◆ Text:
Now, Hilton is transitioning to “a more normal existence” with hot breakfasts soon returning at its premier brands. But guests should still expect reduced restaurant hours, fewer menus and longer wait times. Hotels can’t get enough staff, with many folks staying home because of ongoing health concerns and a lack of childcare.
“The summer is going to be difficult, and I want to be honest with customers, there’s a limit to what we can do,” Nassetta warned.
Bullish on business travel
By the fall, most services should be fully operational, Nassetta said. That’s just in time for offices to reopen, kids to go back to school and business travel to boom. As for group bookings and conventions, Nassetta says those will trickle in during the fall but not return in force until 2022.
And it’s those big events that really matter to Hilton’s bottom line.
In a normal year, only 25 to 30% of Hilton’s revenue comes from vacationers. The rest is a result of business trips and events. But he’s confident those trips will return.
“If you think about the history of technology, like when the telegraph was invented, the telephone, the computer, cell phones — every single time there was a debate about, well, people don’t need to travel as much. But that’s not what happened.”
In each of those cases, Nassetta said, people were better connected, and the world sped up. Sure, more routine actions no longer required a trip, but people instead found “higher value” reasons to travel.
So, in-person conferences will still happen, but they’ll also have a remote component. The room will still be packed, but now thousands of others can also attend a lower-cost option.
Companies might shift more training sessions online but still need to bring teams together to map out strategies. There’s a real fatigue of video conferencing with people now saying “get me off this thing.”
“Alignment, collaboration, innovation, you know, team building. It just can’t be done in a virtual context,” Nassetta said.
And though you shouldn’t expect to wear sweatpants or leggings to work when offices reopen, the days of suits and ties are probably gone too, except for important customer or political meetings.
“I will definitely have to wear a tie again, but I will wear it a lot less,” he said. “I will wear a tie if I go to the Capitol Hill, if I go to the White House. I’m not wearing ties on live TV and I don’t think I ever will again. I mean, half the people are wearing, like T-shirts.”
Hilton Honors extensions
“The message I’d say to all of the road warriors, of which I am one, is we’re going to continue to be very flexible,” Nassetta said. “We realize they haven’t been staying with us, not by choice, but because of the COVID crisis. And so we’re going to continue to be very flexible. We want them to remain loyal to our system and to us.”
Nassetta wouldn’t elaborate more but said his team is constantly evaluating the expiration of free-night certificates, status and points.
“Within reasonable boundaries, we’re going to try and be very flexible,” he added.

◆ Requirement:
Transcribe the part of the Hilton article starting with "In each of those" and going on through "a lower-cost option.". You can leave the lines out of this work.

◆ Supplied entries:
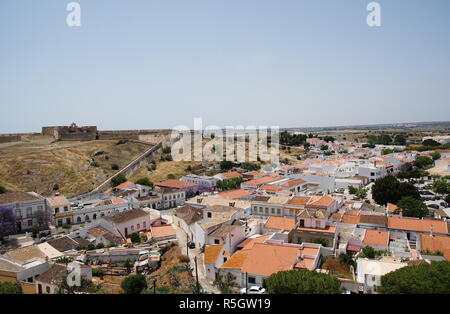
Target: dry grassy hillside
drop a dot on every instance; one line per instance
(76, 167)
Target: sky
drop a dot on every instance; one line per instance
(143, 64)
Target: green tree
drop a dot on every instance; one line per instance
(431, 143)
(322, 241)
(441, 187)
(435, 156)
(135, 238)
(8, 287)
(302, 282)
(400, 139)
(412, 207)
(368, 252)
(425, 278)
(118, 179)
(447, 198)
(144, 181)
(134, 284)
(422, 162)
(390, 190)
(225, 283)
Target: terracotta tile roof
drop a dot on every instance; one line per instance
(13, 197)
(267, 259)
(212, 252)
(350, 219)
(323, 201)
(162, 231)
(423, 225)
(53, 275)
(189, 214)
(124, 185)
(26, 253)
(263, 180)
(293, 182)
(328, 229)
(376, 237)
(391, 207)
(234, 194)
(175, 184)
(280, 223)
(270, 188)
(126, 215)
(299, 200)
(236, 260)
(436, 243)
(63, 244)
(58, 201)
(231, 174)
(249, 242)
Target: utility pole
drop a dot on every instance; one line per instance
(246, 281)
(187, 245)
(196, 275)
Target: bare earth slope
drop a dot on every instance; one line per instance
(75, 167)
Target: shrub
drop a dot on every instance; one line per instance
(134, 284)
(10, 288)
(97, 272)
(118, 179)
(144, 181)
(135, 238)
(184, 259)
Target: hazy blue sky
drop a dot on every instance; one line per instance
(157, 64)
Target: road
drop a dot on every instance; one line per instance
(192, 253)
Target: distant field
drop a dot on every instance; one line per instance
(73, 166)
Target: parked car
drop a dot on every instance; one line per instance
(253, 290)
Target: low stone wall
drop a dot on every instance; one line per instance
(10, 138)
(131, 167)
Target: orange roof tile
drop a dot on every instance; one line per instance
(424, 225)
(293, 182)
(231, 174)
(176, 184)
(212, 252)
(234, 194)
(267, 259)
(376, 237)
(436, 243)
(299, 200)
(280, 223)
(236, 260)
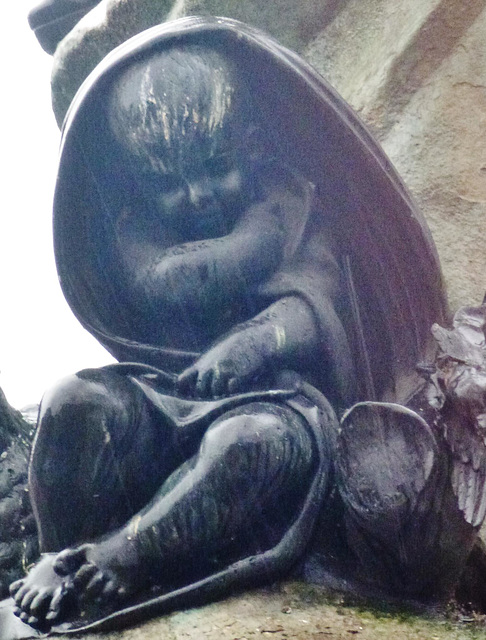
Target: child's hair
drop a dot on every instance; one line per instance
(177, 104)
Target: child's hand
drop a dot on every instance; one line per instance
(228, 367)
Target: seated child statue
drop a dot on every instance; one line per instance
(188, 243)
(208, 263)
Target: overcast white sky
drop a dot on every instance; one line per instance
(40, 340)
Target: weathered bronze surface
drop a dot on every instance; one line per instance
(229, 230)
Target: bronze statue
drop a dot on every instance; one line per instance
(228, 229)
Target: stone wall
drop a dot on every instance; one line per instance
(414, 71)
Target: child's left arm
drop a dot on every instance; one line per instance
(282, 335)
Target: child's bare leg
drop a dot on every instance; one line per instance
(237, 495)
(98, 457)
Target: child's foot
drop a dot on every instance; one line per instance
(42, 594)
(105, 573)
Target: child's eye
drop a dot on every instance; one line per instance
(219, 166)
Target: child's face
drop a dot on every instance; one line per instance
(203, 198)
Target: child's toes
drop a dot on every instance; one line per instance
(95, 586)
(40, 603)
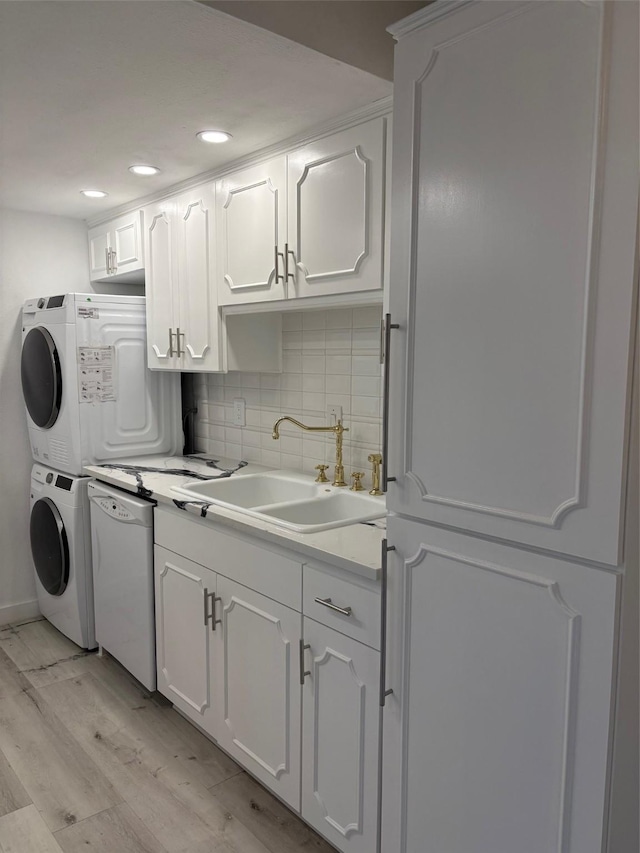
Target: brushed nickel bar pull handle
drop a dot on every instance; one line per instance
(326, 602)
(277, 255)
(303, 673)
(207, 596)
(383, 625)
(287, 252)
(214, 621)
(388, 325)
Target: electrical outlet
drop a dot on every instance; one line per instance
(334, 413)
(238, 412)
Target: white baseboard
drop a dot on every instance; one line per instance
(11, 613)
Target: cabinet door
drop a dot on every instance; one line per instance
(98, 247)
(497, 733)
(184, 636)
(340, 738)
(126, 241)
(512, 272)
(161, 289)
(251, 229)
(260, 691)
(199, 325)
(336, 212)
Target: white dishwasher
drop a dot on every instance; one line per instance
(122, 547)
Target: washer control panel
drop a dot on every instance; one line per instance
(114, 508)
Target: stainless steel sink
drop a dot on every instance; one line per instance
(287, 499)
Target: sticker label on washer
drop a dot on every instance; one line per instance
(88, 312)
(95, 375)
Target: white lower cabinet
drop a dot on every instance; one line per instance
(340, 737)
(501, 662)
(258, 687)
(185, 594)
(298, 708)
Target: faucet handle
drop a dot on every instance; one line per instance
(321, 478)
(357, 485)
(376, 460)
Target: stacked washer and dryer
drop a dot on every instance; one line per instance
(90, 399)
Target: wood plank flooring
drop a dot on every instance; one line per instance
(90, 761)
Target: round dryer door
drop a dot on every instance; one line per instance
(49, 546)
(41, 377)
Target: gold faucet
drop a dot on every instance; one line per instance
(338, 478)
(376, 459)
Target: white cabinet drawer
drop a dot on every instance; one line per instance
(363, 621)
(252, 564)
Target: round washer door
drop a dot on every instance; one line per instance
(49, 546)
(41, 377)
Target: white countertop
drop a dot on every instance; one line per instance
(355, 547)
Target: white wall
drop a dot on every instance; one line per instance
(39, 255)
(330, 358)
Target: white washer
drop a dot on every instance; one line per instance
(89, 395)
(61, 549)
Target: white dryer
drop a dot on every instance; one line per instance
(89, 395)
(60, 534)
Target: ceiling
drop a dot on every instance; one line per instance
(352, 31)
(88, 88)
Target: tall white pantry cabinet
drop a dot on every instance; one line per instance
(512, 318)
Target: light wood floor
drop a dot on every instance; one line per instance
(89, 761)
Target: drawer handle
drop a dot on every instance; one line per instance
(326, 602)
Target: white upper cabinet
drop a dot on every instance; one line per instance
(251, 207)
(309, 223)
(336, 212)
(116, 249)
(182, 318)
(512, 269)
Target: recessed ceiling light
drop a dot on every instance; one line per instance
(144, 170)
(213, 136)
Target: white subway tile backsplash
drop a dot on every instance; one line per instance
(314, 320)
(366, 339)
(314, 381)
(313, 402)
(291, 399)
(338, 384)
(291, 382)
(366, 386)
(292, 363)
(313, 339)
(291, 340)
(366, 365)
(339, 318)
(291, 320)
(313, 364)
(330, 358)
(270, 380)
(338, 364)
(368, 406)
(368, 316)
(338, 339)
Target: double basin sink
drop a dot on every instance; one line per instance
(287, 499)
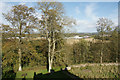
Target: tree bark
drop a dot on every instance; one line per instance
(19, 52)
(49, 54)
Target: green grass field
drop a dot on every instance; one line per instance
(99, 71)
(30, 71)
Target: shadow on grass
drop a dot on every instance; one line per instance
(63, 74)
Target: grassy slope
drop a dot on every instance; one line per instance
(30, 71)
(109, 71)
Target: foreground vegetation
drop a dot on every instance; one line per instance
(97, 71)
(22, 57)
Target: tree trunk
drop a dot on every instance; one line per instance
(19, 52)
(49, 52)
(101, 57)
(53, 52)
(116, 59)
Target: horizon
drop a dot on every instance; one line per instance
(86, 14)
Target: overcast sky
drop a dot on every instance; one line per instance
(85, 13)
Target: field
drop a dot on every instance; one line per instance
(79, 71)
(97, 71)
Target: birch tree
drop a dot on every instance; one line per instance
(22, 20)
(51, 24)
(104, 26)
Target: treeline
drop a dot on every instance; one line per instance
(52, 51)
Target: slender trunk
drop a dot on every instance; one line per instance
(19, 52)
(116, 58)
(49, 52)
(101, 58)
(53, 52)
(101, 54)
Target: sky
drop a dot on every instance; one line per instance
(86, 14)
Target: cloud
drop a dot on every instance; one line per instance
(77, 10)
(4, 8)
(90, 11)
(89, 23)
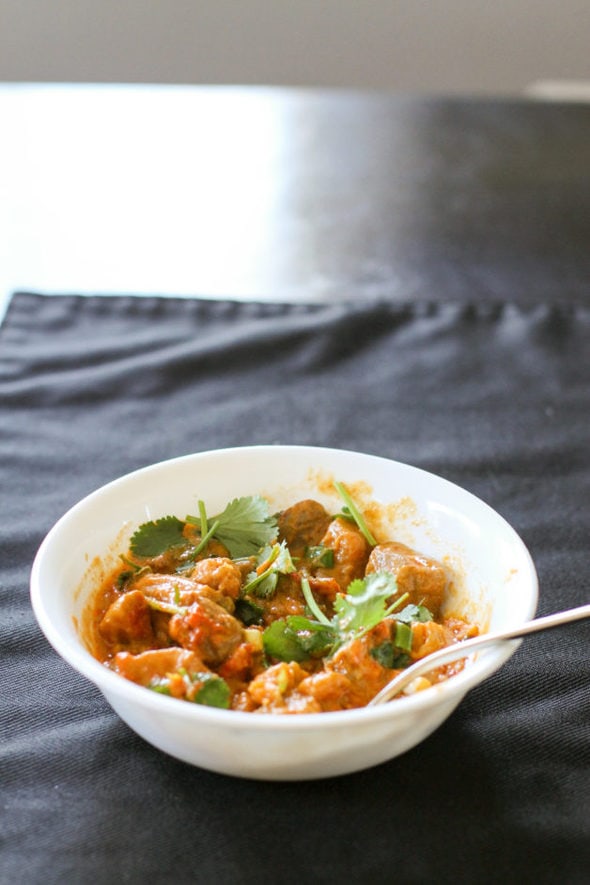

◆ Exercise solution:
In each of those cases, Nassetta said, people were better connected, and the world sped up. Sure, more routine actions no longer required a trip, but people instead found “higher value” reasons to travel.
So, in-person conferences will still happen, but they’ll also have a remote component. The room will still be packed, but now thousands of others can also attend a lower-cost option.